→ **ACTION ITEM**
Only one span of the listing below is wanted: the lines from the one with "# mark a point on every instance of the man in" through the one with "# mark a point on every instance of the apartment", reproduced exactly, both ends kept.

→ **RECORDED DATA**
════

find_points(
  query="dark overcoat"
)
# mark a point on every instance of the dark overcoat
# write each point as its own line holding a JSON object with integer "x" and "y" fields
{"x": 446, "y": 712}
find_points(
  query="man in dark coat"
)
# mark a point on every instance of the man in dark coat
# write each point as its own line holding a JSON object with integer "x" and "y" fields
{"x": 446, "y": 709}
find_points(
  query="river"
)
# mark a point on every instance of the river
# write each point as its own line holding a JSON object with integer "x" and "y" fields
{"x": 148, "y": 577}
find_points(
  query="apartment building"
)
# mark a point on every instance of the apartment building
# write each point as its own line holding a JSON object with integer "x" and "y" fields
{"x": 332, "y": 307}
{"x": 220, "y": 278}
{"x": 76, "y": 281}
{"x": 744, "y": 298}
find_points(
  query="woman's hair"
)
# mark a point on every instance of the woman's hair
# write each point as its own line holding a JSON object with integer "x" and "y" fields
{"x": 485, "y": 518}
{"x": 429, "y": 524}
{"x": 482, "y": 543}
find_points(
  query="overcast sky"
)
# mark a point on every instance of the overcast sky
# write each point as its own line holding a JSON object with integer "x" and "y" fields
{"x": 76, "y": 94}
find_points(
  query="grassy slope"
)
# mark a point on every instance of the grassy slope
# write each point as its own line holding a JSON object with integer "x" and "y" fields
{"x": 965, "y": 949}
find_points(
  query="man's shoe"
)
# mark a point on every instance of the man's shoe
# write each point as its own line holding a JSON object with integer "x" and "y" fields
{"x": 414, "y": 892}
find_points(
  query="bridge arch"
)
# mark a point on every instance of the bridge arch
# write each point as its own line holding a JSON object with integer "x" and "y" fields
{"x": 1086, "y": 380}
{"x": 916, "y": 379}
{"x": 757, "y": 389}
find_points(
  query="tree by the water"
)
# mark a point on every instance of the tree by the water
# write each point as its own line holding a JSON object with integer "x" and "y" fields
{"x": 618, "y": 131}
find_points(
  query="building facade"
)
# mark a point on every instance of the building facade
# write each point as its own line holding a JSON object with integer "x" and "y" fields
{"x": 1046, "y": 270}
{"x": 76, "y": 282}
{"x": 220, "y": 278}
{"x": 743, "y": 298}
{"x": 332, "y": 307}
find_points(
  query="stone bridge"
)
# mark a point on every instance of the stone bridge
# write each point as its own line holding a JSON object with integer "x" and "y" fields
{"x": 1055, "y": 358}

════

→ **ANSWER FOR THIS EXERCISE**
# mark a point on every instance of the man in dark coat
# write each point as its own line holding a JSON object with integer "x" and "y" fields
{"x": 446, "y": 709}
find_points(
  query="river"
)
# mark a point on every instance of the river
# write each point as its own line holding a JSON object with integer "x" and "y" fields
{"x": 148, "y": 577}
find_points(
  query="apartment building"
)
# mark a point on every instance of the apartment building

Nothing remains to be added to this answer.